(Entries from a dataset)
§ §

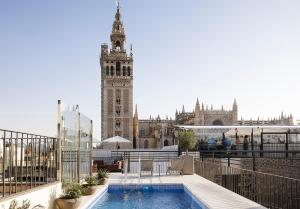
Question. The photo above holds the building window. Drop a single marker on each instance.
(118, 124)
(146, 144)
(142, 132)
(112, 71)
(124, 71)
(118, 100)
(128, 71)
(107, 70)
(118, 45)
(118, 68)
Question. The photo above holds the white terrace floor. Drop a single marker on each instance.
(209, 193)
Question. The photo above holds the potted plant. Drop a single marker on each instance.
(89, 187)
(15, 205)
(102, 176)
(187, 141)
(70, 197)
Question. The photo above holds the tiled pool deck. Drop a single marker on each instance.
(210, 194)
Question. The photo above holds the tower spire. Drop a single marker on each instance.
(135, 112)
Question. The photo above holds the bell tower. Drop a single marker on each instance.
(116, 84)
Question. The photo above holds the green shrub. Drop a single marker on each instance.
(91, 180)
(102, 174)
(187, 140)
(71, 191)
(15, 205)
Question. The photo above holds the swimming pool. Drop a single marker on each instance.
(146, 196)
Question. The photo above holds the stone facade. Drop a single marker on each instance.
(207, 117)
(117, 102)
(116, 85)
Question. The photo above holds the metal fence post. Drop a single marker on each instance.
(91, 148)
(261, 143)
(286, 144)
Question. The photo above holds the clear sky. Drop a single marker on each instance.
(216, 50)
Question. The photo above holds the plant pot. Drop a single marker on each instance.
(67, 203)
(102, 181)
(89, 190)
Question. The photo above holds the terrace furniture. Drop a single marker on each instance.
(188, 166)
(176, 166)
(146, 165)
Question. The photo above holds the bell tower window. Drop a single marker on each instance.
(118, 100)
(118, 45)
(124, 71)
(118, 68)
(128, 71)
(112, 71)
(118, 124)
(107, 70)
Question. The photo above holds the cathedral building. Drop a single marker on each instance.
(117, 117)
(116, 84)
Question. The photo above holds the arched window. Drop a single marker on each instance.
(118, 124)
(112, 71)
(142, 132)
(118, 69)
(118, 45)
(107, 70)
(146, 144)
(217, 123)
(128, 71)
(124, 71)
(118, 100)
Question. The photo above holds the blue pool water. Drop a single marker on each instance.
(146, 197)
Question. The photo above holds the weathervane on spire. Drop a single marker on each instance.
(118, 4)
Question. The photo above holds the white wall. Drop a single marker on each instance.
(43, 195)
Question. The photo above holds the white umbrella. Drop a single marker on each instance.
(116, 142)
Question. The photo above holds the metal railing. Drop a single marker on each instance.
(161, 159)
(274, 162)
(72, 170)
(272, 191)
(26, 161)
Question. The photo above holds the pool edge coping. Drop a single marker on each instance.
(99, 193)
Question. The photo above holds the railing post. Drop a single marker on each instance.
(91, 147)
(252, 148)
(286, 144)
(58, 143)
(261, 143)
(3, 164)
(228, 159)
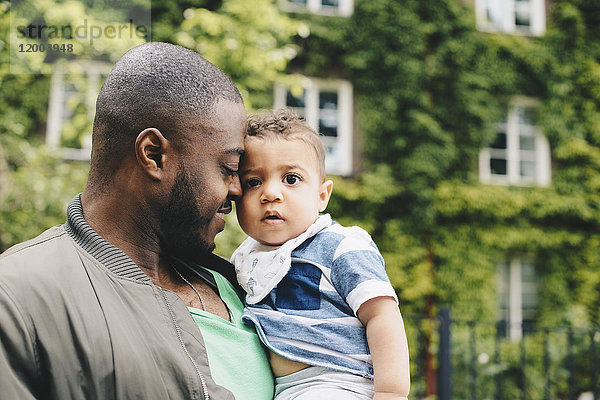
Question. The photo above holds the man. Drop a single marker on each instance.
(115, 303)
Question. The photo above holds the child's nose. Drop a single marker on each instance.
(271, 192)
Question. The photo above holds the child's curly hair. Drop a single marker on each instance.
(284, 123)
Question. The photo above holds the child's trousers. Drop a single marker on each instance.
(316, 383)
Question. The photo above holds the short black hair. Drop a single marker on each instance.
(154, 85)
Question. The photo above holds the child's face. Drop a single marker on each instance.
(283, 192)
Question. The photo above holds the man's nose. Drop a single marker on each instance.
(235, 188)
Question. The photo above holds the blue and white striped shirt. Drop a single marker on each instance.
(310, 316)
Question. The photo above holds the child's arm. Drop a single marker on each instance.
(388, 346)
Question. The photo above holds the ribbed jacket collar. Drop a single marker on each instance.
(110, 256)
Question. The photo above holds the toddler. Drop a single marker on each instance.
(316, 291)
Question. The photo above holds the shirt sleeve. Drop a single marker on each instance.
(18, 360)
(358, 270)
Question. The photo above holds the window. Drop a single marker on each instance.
(518, 299)
(71, 109)
(326, 106)
(520, 154)
(527, 17)
(342, 8)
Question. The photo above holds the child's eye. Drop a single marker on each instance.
(252, 182)
(292, 179)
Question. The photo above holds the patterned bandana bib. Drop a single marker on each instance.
(260, 267)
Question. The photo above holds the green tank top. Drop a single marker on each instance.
(237, 359)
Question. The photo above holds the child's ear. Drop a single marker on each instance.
(324, 194)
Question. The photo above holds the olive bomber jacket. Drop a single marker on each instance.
(79, 320)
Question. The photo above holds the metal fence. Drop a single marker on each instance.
(475, 360)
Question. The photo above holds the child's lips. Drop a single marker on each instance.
(272, 217)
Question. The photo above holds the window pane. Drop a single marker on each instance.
(527, 115)
(500, 141)
(528, 272)
(328, 100)
(494, 12)
(328, 125)
(498, 166)
(527, 142)
(292, 101)
(527, 169)
(522, 13)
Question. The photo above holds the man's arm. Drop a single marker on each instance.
(18, 359)
(388, 346)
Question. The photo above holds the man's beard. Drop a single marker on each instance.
(182, 223)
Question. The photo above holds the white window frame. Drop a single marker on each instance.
(512, 285)
(514, 155)
(505, 11)
(345, 8)
(56, 109)
(311, 113)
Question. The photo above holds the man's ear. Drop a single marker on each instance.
(324, 194)
(151, 149)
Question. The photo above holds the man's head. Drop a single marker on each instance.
(283, 178)
(169, 125)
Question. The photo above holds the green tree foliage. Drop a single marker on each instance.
(430, 88)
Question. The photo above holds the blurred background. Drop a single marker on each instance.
(464, 135)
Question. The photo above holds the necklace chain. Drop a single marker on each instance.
(192, 286)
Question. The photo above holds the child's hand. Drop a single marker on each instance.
(388, 396)
(389, 349)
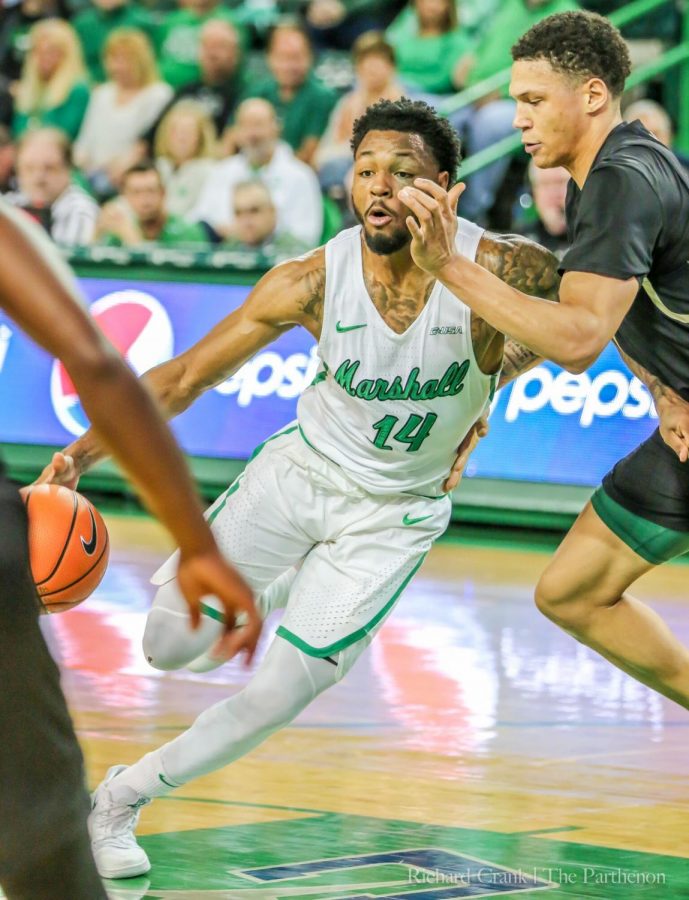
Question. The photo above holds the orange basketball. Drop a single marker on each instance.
(68, 545)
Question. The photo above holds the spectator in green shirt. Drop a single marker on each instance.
(302, 102)
(431, 48)
(94, 25)
(338, 23)
(139, 216)
(254, 226)
(512, 19)
(52, 91)
(180, 36)
(490, 119)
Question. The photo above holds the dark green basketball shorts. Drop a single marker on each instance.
(644, 500)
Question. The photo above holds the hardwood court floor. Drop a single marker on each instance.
(475, 750)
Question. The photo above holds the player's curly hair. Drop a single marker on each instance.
(580, 44)
(413, 117)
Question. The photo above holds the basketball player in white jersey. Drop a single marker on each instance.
(348, 499)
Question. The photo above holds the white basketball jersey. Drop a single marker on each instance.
(389, 408)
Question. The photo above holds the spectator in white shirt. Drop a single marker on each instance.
(184, 150)
(121, 110)
(46, 191)
(262, 155)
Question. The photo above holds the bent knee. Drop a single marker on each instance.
(567, 606)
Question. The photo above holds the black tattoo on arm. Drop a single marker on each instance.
(530, 268)
(521, 263)
(311, 299)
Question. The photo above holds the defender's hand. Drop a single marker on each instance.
(673, 414)
(208, 574)
(478, 430)
(433, 226)
(60, 471)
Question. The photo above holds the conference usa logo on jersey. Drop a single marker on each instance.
(138, 326)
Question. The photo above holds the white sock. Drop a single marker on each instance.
(284, 684)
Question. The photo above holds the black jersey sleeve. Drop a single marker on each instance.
(615, 225)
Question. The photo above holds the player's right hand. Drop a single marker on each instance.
(673, 415)
(61, 470)
(207, 574)
(478, 430)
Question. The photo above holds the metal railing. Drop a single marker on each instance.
(677, 56)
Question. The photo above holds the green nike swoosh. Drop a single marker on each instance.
(408, 521)
(342, 328)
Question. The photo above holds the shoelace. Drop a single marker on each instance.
(119, 826)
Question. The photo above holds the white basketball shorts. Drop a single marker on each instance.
(355, 552)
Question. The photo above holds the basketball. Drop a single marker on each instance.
(68, 545)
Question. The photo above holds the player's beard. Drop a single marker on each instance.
(384, 244)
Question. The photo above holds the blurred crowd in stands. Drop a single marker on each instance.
(198, 123)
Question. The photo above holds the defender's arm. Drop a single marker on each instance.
(528, 267)
(672, 410)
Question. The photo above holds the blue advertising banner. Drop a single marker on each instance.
(549, 426)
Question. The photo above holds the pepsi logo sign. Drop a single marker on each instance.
(138, 326)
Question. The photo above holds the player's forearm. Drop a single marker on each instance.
(563, 333)
(661, 393)
(517, 359)
(126, 419)
(165, 383)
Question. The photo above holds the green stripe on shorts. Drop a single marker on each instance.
(652, 542)
(355, 636)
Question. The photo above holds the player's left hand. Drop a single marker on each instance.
(478, 430)
(203, 574)
(433, 225)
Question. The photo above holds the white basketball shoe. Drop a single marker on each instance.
(114, 816)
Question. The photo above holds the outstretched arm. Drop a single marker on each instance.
(531, 269)
(572, 332)
(290, 294)
(526, 265)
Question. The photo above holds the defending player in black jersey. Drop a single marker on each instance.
(626, 277)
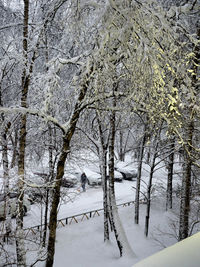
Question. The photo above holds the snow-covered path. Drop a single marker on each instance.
(77, 202)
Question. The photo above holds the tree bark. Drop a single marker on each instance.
(139, 171)
(186, 185)
(170, 169)
(121, 239)
(103, 168)
(67, 136)
(20, 246)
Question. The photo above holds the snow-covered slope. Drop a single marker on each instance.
(182, 254)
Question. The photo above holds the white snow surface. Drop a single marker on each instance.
(82, 244)
(183, 254)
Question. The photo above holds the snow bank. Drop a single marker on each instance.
(182, 254)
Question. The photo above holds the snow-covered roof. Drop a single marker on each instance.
(182, 254)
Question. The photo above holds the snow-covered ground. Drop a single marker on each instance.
(81, 244)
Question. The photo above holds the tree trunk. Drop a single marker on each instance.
(170, 169)
(20, 246)
(67, 136)
(186, 185)
(103, 168)
(139, 171)
(15, 151)
(153, 164)
(122, 241)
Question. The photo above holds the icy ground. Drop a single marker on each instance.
(81, 244)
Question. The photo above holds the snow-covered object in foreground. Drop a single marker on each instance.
(129, 171)
(13, 205)
(182, 254)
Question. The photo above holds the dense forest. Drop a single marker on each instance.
(110, 76)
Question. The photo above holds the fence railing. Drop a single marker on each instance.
(75, 218)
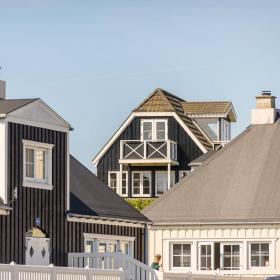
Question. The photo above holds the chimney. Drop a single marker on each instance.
(265, 112)
(2, 90)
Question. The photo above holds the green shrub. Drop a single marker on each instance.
(139, 203)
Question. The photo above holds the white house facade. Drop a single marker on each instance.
(225, 217)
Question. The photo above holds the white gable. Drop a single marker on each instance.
(39, 114)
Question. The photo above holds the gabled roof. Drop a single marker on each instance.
(239, 183)
(216, 108)
(91, 197)
(162, 101)
(10, 105)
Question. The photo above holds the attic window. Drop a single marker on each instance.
(37, 164)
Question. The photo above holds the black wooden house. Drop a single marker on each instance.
(50, 204)
(153, 148)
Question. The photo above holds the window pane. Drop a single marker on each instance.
(176, 261)
(160, 131)
(186, 261)
(113, 182)
(29, 163)
(124, 183)
(147, 130)
(136, 183)
(177, 249)
(146, 183)
(40, 165)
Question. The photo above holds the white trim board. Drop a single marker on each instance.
(145, 114)
(105, 221)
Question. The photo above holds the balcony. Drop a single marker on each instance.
(146, 152)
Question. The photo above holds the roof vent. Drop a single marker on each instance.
(265, 112)
(2, 89)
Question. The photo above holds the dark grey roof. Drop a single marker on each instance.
(91, 197)
(202, 158)
(240, 183)
(10, 105)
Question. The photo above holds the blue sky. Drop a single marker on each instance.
(94, 61)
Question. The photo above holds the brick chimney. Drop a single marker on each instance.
(265, 112)
(2, 90)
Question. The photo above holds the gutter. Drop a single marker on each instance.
(103, 218)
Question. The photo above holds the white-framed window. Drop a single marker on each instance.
(155, 129)
(183, 174)
(114, 182)
(181, 255)
(259, 254)
(98, 243)
(206, 256)
(141, 183)
(37, 164)
(162, 181)
(230, 256)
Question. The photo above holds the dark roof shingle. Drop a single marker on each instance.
(91, 197)
(239, 183)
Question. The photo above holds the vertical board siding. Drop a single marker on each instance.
(49, 206)
(187, 151)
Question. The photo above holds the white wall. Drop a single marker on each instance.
(161, 238)
(3, 165)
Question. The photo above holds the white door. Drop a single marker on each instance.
(37, 251)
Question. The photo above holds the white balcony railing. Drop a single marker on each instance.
(148, 150)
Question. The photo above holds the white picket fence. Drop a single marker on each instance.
(133, 269)
(26, 272)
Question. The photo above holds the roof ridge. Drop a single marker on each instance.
(191, 174)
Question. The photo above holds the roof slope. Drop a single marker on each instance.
(10, 105)
(240, 183)
(89, 196)
(162, 101)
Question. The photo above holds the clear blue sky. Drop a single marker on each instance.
(94, 61)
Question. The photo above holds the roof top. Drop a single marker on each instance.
(91, 197)
(10, 105)
(202, 158)
(162, 101)
(240, 183)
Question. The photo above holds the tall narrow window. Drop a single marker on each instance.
(162, 181)
(206, 257)
(37, 167)
(155, 130)
(259, 254)
(231, 256)
(181, 255)
(147, 130)
(141, 183)
(113, 181)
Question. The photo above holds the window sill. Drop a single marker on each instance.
(37, 185)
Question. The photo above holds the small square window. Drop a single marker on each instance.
(37, 164)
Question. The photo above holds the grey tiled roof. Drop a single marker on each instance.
(239, 183)
(91, 197)
(10, 105)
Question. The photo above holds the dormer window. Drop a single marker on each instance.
(37, 164)
(155, 130)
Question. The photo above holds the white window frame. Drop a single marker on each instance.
(199, 254)
(172, 176)
(181, 172)
(141, 194)
(154, 131)
(109, 239)
(119, 188)
(269, 255)
(171, 256)
(32, 182)
(222, 244)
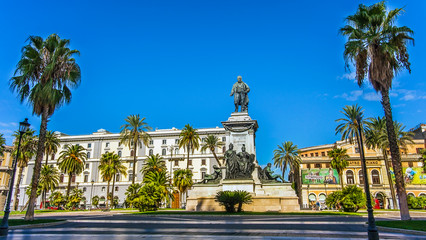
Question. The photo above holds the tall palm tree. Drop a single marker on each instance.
(212, 142)
(339, 161)
(134, 133)
(118, 169)
(43, 78)
(182, 180)
(71, 161)
(27, 151)
(378, 47)
(154, 163)
(51, 144)
(2, 143)
(107, 170)
(190, 140)
(49, 180)
(287, 155)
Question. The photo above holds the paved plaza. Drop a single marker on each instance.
(129, 226)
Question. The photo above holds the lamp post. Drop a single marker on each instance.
(91, 192)
(4, 227)
(372, 228)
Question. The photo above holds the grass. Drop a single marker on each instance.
(18, 222)
(177, 212)
(419, 225)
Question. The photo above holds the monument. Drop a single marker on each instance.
(241, 170)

§ §

Set out exactly the run of lines that begins at the line holding "Question. The photo above holds the paved" and ends at the last line of the data.

Question. The photo above holds the paved plaza. Drop a single marker on each instance.
(129, 226)
Question. The photo above holds the lamp post. Drop a single marker on each instance.
(91, 192)
(4, 227)
(372, 228)
Question. The photo above holds the grass. Drop a single marker on each instance.
(18, 222)
(177, 212)
(419, 225)
Question. The photo above holds the monument. Drop a single marker on each instance.
(241, 170)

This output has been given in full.